**** Data provided ****
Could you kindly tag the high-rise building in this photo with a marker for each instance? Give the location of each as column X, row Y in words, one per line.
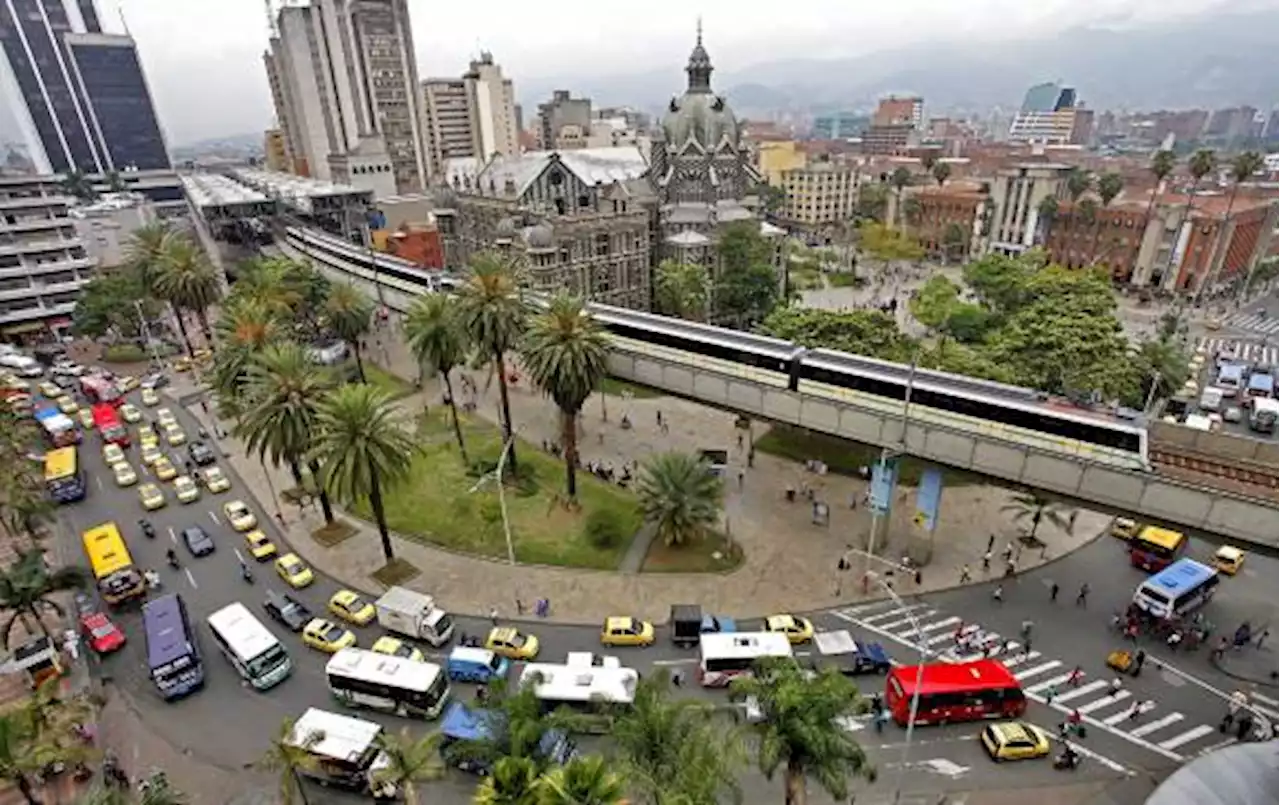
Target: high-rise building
column 78, row 94
column 470, row 117
column 342, row 73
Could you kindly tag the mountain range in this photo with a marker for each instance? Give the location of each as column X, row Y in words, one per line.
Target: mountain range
column 1206, row 60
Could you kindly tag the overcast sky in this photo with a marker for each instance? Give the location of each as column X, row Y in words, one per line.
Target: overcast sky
column 205, row 69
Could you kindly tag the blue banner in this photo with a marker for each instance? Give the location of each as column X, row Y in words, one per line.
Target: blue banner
column 883, row 480
column 928, row 499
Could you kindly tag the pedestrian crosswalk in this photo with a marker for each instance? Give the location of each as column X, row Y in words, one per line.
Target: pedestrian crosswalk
column 1144, row 722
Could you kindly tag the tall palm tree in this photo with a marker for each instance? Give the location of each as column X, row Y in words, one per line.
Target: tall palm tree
column 411, row 762
column 585, row 780
column 27, row 588
column 291, row 762
column 361, row 449
column 493, row 315
column 437, row 339
column 188, row 280
column 801, row 732
column 287, row 389
column 679, row 497
column 567, row 357
column 351, row 315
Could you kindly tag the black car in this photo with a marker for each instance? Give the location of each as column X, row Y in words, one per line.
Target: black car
column 287, row 611
column 201, row 453
column 199, row 541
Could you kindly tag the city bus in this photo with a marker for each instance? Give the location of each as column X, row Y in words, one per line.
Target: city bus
column 732, row 654
column 250, row 646
column 64, row 479
column 173, row 648
column 1155, row 548
column 597, row 693
column 954, row 693
column 391, row 684
column 1182, row 588
column 109, row 558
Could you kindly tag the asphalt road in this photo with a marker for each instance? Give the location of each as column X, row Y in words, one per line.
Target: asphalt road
column 228, row 723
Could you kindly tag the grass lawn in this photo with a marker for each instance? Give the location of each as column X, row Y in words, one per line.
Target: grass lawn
column 845, row 457
column 437, row 506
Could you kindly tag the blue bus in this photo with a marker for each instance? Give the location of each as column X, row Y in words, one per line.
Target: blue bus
column 173, row 649
column 1182, row 588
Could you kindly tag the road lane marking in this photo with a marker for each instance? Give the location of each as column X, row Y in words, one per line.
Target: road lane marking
column 1173, row 718
column 1187, row 737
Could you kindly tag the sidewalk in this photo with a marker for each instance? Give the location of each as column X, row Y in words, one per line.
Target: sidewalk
column 790, row 565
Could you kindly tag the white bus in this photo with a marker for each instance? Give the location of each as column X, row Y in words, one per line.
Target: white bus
column 594, row 691
column 346, row 753
column 383, row 682
column 731, row 654
column 250, row 646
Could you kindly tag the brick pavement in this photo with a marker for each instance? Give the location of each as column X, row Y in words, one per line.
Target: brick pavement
column 790, row 565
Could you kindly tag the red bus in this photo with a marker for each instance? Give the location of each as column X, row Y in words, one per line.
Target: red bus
column 108, row 422
column 955, row 693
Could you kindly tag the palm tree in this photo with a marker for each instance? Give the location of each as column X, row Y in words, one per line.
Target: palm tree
column 680, row 497
column 291, row 762
column 1033, row 508
column 287, row 389
column 411, row 762
column 188, row 280
column 801, row 731
column 437, row 339
column 493, row 315
column 567, row 356
column 361, row 449
column 27, row 588
column 583, row 781
column 350, row 314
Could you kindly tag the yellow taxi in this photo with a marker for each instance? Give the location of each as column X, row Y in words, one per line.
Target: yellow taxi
column 124, row 474
column 238, row 515
column 1229, row 559
column 151, row 497
column 293, row 571
column 1014, row 740
column 624, row 631
column 260, row 545
column 327, row 636
column 186, row 489
column 394, row 646
column 511, row 643
column 351, row 607
column 113, row 453
column 216, row 480
column 796, row 629
column 164, row 469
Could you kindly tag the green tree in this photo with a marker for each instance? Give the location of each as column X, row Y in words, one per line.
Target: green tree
column 291, row 760
column 801, row 730
column 681, row 289
column 351, row 314
column 493, row 315
column 287, row 389
column 680, row 497
column 438, row 342
column 361, row 449
column 567, row 356
column 411, row 762
column 27, row 590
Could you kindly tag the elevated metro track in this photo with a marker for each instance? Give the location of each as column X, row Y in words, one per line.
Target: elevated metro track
column 1009, row 434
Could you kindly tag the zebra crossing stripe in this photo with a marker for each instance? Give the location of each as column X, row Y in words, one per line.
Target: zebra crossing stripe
column 1173, row 718
column 1187, row 737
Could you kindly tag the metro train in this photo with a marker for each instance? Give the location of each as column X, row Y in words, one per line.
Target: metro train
column 947, row 401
****
What the task requires: Please set down the lines above word for word and leave out the pictures.

The completed task:
Could you kindly tag the high-rise building in this photo with a marker for each instance? Give the location of each as column X, row Y in words, one per line.
Target: high-rise building
column 78, row 94
column 470, row 117
column 342, row 73
Could you kindly tag the mountain range in this photo with a marker for each instance? Give the location of each as column X, row Y in words, one per line.
Target: mountain range
column 1206, row 60
Could you kindly tag the overcast sky in this photo with a marker for each instance? Give the location of each as column X, row Y in words, one per line.
Target: overcast sky
column 205, row 69
Could you kindly tag the blue banner in this photo with a marker for each instance? Give the location of each as column X, row Y in words, one per line.
Target: blue banner
column 883, row 480
column 928, row 499
Could you kindly tag the pedestrian crosswalk in this photo with a marker for each instance? Give the location of each as column X, row Y in words, one per line.
Target: pedestrian crosswalk
column 1144, row 722
Could you kindly tag the tall palm tree in this photo with a marker for each instance? Give the location of each as column X, row Y in words, one per line.
Target: tall palm tree
column 411, row 762
column 585, row 780
column 27, row 588
column 291, row 762
column 361, row 449
column 493, row 315
column 437, row 339
column 188, row 280
column 801, row 732
column 287, row 389
column 679, row 497
column 567, row 357
column 351, row 315
Could you kindly tag the black car in this photo with a marker for each instance? Give the location of each as column X, row Y in words, one per line.
Target: black car
column 287, row 611
column 201, row 453
column 199, row 541
Could you kindly tag the city bus in this photo with a marker for each instance? Give the location of each as column X, row Y in words, one per line.
Target: city bus
column 732, row 654
column 250, row 646
column 64, row 479
column 173, row 648
column 1155, row 548
column 597, row 693
column 954, row 693
column 391, row 684
column 1182, row 588
column 109, row 558
Could you kindly tag the asphalt road in this photo with a marker for each instance? Give the location of each as column X, row Y in words, one per line.
Target: asphalt road
column 228, row 723
Could you kindly tag the grass lawn in this photo with a marker for each instance? Give the location of each as column X, row Y in words, one per line.
Target: grass lawn
column 845, row 457
column 437, row 506
Could you kindly tag the blue bus in this photo with a marker for each instance? Give the location of each as column X, row Y in words, one per line.
Target: blue bus
column 173, row 649
column 1182, row 588
Could you kindly tag the road lane marking in this photo with a marker for each instance? Give the location of each as column X, row Y in words, one per line.
Target: road lane marking
column 1173, row 718
column 1187, row 737
Could you kindly tag the sidewalk in this photo with a marker for each instance? Give the location of each as column X, row Y in words, one per line.
Target: sidewalk
column 790, row 565
Could you kindly tag the white bus in this photo with a marker for each instance? Give the location of each as column X, row Y in words, one per line.
Target: white bus
column 594, row 691
column 346, row 753
column 383, row 682
column 731, row 654
column 250, row 646
Could you kindly tag the brick pavement in this photo with a marker for each instance? Give the location of each as column X, row Y in words, one per line.
Target: brick pavement
column 790, row 565
Could you kindly tag the red bus in this photo with a marker for each instance? Give the location of each as column X, row Y in words, one per line.
Target: red bus
column 108, row 422
column 955, row 693
Could you kindly tag the palm tree in this photo with a marker for each instance? Give the location of each as column X, row Y in words, one per line.
Target: palm tree
column 680, row 497
column 291, row 762
column 1033, row 508
column 287, row 389
column 411, row 762
column 188, row 280
column 801, row 731
column 437, row 339
column 493, row 315
column 567, row 356
column 361, row 449
column 27, row 588
column 583, row 781
column 350, row 314
Could you kindly tag the yellow taxi in this photo with a marker for each instance? Give the location of each as column X, row Y in words, one per line.
Target: yellow taxi
column 124, row 474
column 238, row 515
column 1229, row 559
column 151, row 497
column 293, row 571
column 1014, row 740
column 624, row 631
column 260, row 545
column 327, row 636
column 186, row 489
column 394, row 646
column 511, row 643
column 351, row 607
column 113, row 453
column 216, row 480
column 796, row 629
column 164, row 469
Could you kindly tag the green tree in this photo with a marker for each instance? Give the location of each as column X, row Y in words, one per line.
Target: green tree
column 291, row 760
column 801, row 730
column 681, row 289
column 351, row 314
column 493, row 315
column 287, row 389
column 680, row 497
column 438, row 342
column 361, row 449
column 567, row 356
column 411, row 762
column 27, row 590
Could you kindly tag the elevated metro track in this photo with a marker for each instance? Give the location of each as column X, row Y in words, one per line.
Target: elevated metro track
column 1009, row 434
Could you kindly tag the zebra crossing stripe in this photo with a marker for each instance? Give the location of each as column X, row Y in words, one per line.
Target: zebra crossing stripe
column 1173, row 718
column 1187, row 737
Could you kindly tag the metro train in this photo with a marker for each instance? Give the location of each as column X, row Y in words, one per line.
Target: metro train
column 947, row 401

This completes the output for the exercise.